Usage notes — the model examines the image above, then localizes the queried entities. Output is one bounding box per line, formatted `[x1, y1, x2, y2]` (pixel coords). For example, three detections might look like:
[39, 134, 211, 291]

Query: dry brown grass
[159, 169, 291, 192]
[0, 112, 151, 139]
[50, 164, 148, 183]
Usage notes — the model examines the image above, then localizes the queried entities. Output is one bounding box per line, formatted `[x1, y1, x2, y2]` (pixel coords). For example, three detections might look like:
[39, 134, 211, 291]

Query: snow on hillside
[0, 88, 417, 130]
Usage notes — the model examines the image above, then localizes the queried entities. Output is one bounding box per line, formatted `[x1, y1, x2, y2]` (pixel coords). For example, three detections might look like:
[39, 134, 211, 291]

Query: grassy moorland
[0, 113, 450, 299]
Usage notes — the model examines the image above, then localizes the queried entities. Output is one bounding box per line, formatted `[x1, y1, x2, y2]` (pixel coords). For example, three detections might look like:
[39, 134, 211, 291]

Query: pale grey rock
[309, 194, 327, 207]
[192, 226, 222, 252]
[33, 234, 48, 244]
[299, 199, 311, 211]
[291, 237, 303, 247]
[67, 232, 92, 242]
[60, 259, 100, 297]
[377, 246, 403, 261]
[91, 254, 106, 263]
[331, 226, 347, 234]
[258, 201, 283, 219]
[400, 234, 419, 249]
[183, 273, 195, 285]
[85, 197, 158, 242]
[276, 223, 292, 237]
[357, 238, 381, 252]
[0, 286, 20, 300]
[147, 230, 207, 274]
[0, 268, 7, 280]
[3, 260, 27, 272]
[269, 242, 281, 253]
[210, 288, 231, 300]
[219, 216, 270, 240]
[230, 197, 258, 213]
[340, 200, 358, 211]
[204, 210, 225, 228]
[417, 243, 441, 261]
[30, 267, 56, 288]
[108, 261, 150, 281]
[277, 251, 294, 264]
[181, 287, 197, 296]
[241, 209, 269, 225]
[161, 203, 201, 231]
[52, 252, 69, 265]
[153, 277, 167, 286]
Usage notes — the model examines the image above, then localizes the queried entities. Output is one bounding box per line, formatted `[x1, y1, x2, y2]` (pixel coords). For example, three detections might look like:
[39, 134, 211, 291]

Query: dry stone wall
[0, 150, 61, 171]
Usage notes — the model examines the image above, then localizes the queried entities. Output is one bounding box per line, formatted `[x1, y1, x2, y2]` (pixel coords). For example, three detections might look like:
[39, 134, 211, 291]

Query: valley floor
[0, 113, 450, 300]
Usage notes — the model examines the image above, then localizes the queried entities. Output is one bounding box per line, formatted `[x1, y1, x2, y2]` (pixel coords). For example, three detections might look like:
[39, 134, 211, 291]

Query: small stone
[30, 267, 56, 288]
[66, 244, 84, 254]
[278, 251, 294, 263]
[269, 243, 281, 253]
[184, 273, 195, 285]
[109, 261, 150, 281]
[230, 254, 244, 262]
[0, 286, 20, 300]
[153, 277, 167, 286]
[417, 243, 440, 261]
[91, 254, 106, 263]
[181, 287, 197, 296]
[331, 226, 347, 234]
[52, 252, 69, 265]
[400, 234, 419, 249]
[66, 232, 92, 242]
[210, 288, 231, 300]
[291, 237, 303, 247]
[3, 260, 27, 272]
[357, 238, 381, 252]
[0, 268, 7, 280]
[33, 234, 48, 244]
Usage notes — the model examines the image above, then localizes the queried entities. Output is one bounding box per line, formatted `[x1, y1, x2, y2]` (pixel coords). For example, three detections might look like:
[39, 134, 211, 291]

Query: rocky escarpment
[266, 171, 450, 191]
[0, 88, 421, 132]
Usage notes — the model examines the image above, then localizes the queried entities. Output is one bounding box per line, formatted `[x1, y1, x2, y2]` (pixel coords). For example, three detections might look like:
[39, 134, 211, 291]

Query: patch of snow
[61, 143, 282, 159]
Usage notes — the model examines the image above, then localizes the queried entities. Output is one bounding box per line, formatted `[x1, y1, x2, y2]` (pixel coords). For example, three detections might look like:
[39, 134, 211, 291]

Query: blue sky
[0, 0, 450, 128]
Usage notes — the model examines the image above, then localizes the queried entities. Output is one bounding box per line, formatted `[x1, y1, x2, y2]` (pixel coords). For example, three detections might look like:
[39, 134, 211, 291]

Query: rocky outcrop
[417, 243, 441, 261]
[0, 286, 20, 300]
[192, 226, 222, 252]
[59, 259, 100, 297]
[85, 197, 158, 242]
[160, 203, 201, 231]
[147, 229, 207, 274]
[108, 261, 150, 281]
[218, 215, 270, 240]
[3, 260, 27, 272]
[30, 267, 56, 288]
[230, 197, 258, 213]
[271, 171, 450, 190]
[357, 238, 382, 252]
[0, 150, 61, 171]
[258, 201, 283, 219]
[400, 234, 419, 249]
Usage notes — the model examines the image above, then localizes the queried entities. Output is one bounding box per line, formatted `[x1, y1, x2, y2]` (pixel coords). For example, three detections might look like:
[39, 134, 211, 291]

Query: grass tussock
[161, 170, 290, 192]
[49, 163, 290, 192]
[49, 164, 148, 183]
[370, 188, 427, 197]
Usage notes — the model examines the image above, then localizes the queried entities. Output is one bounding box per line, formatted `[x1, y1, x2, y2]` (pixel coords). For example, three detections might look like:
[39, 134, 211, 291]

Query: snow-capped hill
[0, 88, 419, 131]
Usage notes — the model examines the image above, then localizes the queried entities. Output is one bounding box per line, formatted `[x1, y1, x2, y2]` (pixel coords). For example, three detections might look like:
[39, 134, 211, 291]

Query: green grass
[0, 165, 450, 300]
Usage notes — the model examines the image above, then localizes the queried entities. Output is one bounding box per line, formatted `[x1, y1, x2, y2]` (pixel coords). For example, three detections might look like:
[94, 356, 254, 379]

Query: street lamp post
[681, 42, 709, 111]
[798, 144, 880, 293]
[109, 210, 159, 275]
──────────────────────────────
Written instruction — Print out every entry, keeping each one exact.

Full output —
Usage notes — the model examines the image above, then localizes the queried entities. Output is one bounding box per line, formatted `[x1, y1, x2, y2]` (pixel coords). For example, three detections might look like:
[39, 134, 211, 291]

Query: dry brown grass
[159, 169, 291, 192]
[0, 112, 151, 139]
[50, 164, 148, 183]
Usage notes — the model examines the image above, then localizes the queried entities. Output is one bounding box per line, formatted `[x1, y1, x2, y2]` (pixel coords). For example, three detections might look like:
[39, 134, 211, 291]

Query: snow on hillside
[0, 88, 417, 130]
Usage notes — the model examines the image above, then localizes the queried entities. Output is one bounding box per line, formatted `[x1, y1, x2, y2]` (pixel coords). For example, three detections might look like:
[39, 134, 211, 291]

Query: grassy moorland
[0, 113, 450, 299]
Usage notes — the model examines the image above, then localizes the queried entities. Output is one bounding box per line, formatted `[x1, y1, x2, y2]` (pixel coords). For example, three detections might look like:
[39, 134, 211, 291]

Query: pale grey rock
[309, 194, 327, 207]
[192, 226, 222, 252]
[33, 234, 48, 244]
[299, 199, 311, 211]
[291, 237, 303, 247]
[67, 232, 92, 242]
[60, 259, 100, 297]
[377, 246, 403, 261]
[91, 254, 106, 263]
[331, 226, 347, 234]
[258, 201, 283, 219]
[400, 234, 419, 249]
[183, 273, 195, 285]
[85, 197, 158, 242]
[276, 223, 292, 237]
[357, 238, 381, 252]
[0, 286, 20, 300]
[147, 230, 207, 274]
[0, 268, 7, 280]
[3, 260, 27, 272]
[269, 242, 281, 253]
[210, 288, 231, 300]
[219, 216, 270, 240]
[230, 197, 258, 213]
[340, 200, 358, 211]
[204, 210, 225, 228]
[417, 243, 441, 261]
[30, 267, 56, 288]
[108, 261, 150, 281]
[277, 251, 294, 264]
[181, 287, 197, 296]
[241, 209, 269, 225]
[161, 203, 201, 231]
[52, 252, 69, 265]
[153, 277, 167, 286]
Usage notes — the model examines the image above, then localizes the queried entities. Output is one bounding box per line, formatted `[x1, y1, x2, y2]` (pixel coords). For example, three detections might look like:
[39, 134, 211, 291]

Query: dry stone wall
[0, 150, 61, 171]
Usage notes — the model examines the image above, then localizes the queried entities. Output is one bounding box per line, formatted `[x1, y1, x2, y2]` (pixel coords). For example, three detections might look like:
[39, 134, 211, 291]

Query: valley floor
[0, 113, 450, 300]
Usage notes — the model examines the image above, then localizes the queried entities. Output is one bounding box per line, formatted `[x1, y1, x2, y2]` (pixel coords). For example, three detections might look like:
[39, 134, 211, 291]

Query: small stone
[30, 267, 56, 288]
[66, 244, 84, 254]
[278, 251, 294, 263]
[269, 243, 281, 253]
[184, 273, 195, 285]
[109, 261, 150, 281]
[230, 254, 244, 262]
[0, 286, 20, 300]
[153, 277, 167, 286]
[417, 243, 440, 261]
[91, 254, 106, 263]
[181, 287, 197, 296]
[331, 226, 347, 234]
[52, 252, 69, 265]
[400, 234, 419, 249]
[66, 232, 92, 242]
[210, 288, 231, 300]
[291, 237, 303, 247]
[3, 260, 27, 272]
[357, 238, 381, 252]
[0, 268, 7, 280]
[33, 234, 48, 244]
Usage notes — the model examines the image above, then localizes the queried entities. Output is one bounding box per line, formatted `[x1, y1, x2, y2]` (pixel coords). For example, three detections might look like:
[39, 134, 211, 291]

Query: rocky escarpment
[266, 171, 450, 191]
[0, 88, 421, 132]
Usage notes — the model examines the image above, then localizes the queried entities. Output is one bounding box per line, formatted `[x1, y1, x2, y2]` (pixel coords). For example, three detections might look like:
[39, 134, 211, 291]

Query: patch of snow
[61, 143, 282, 159]
Usage notes — the model examines the image above, then localizes the queried entities. Output is one bounding box per line, formatted `[x1, y1, x2, y2]` (pixel coords). For example, three detections might look like:
[39, 134, 211, 291]

Query: blue sky
[0, 0, 450, 128]
Usage notes — the model examines the image above, then localizes the queried entities. Output is one bounding box per line, formatted `[x1, y1, x2, y2]` (pixel coords). For example, three detections might look like:
[39, 134, 211, 291]

Query: rocky outcrop
[417, 243, 441, 261]
[0, 286, 20, 300]
[192, 226, 222, 252]
[59, 259, 100, 297]
[85, 197, 158, 242]
[160, 203, 201, 231]
[147, 229, 207, 274]
[108, 261, 150, 281]
[218, 215, 270, 240]
[3, 260, 27, 272]
[30, 267, 56, 288]
[230, 197, 258, 213]
[271, 171, 450, 190]
[357, 238, 382, 252]
[0, 150, 61, 171]
[258, 201, 283, 219]
[400, 234, 419, 249]
Usage notes — the model examines the image above, then localizes the queried entities. Output is one bounding box per line, formatted `[x1, y1, x2, y2]` (pixel coords). For example, three detections might look like:
[39, 134, 211, 291]

Query: grass tussock
[161, 170, 290, 192]
[49, 163, 290, 192]
[49, 164, 148, 183]
[370, 188, 427, 197]
Usage notes — the model examines the image above, then localizes the queried entities. Output is one bounding box per line, formatted `[x1, y1, x2, y2]` (pixel coords). For example, three detections might look like:
[39, 134, 211, 291]

Query: snow-capped hill
[0, 88, 419, 131]
Usage notes — the model examines the image above, then localizes the queried entities. Output is one bounding box per line, formatted `[x1, y1, x2, y2]` (pixel coords). For example, three detections might look like:
[39, 134, 211, 291]

Query: green grass
[0, 165, 450, 300]
Usage notes — the model examines the image above, then localizes the queried entities. Output is one bounding box per line, formatted `[x1, y1, x2, y2]` (pixel coords). For example, three detections might look like:
[94, 356, 254, 379]

Query: street lamp post
[681, 42, 709, 111]
[798, 144, 880, 293]
[109, 210, 159, 275]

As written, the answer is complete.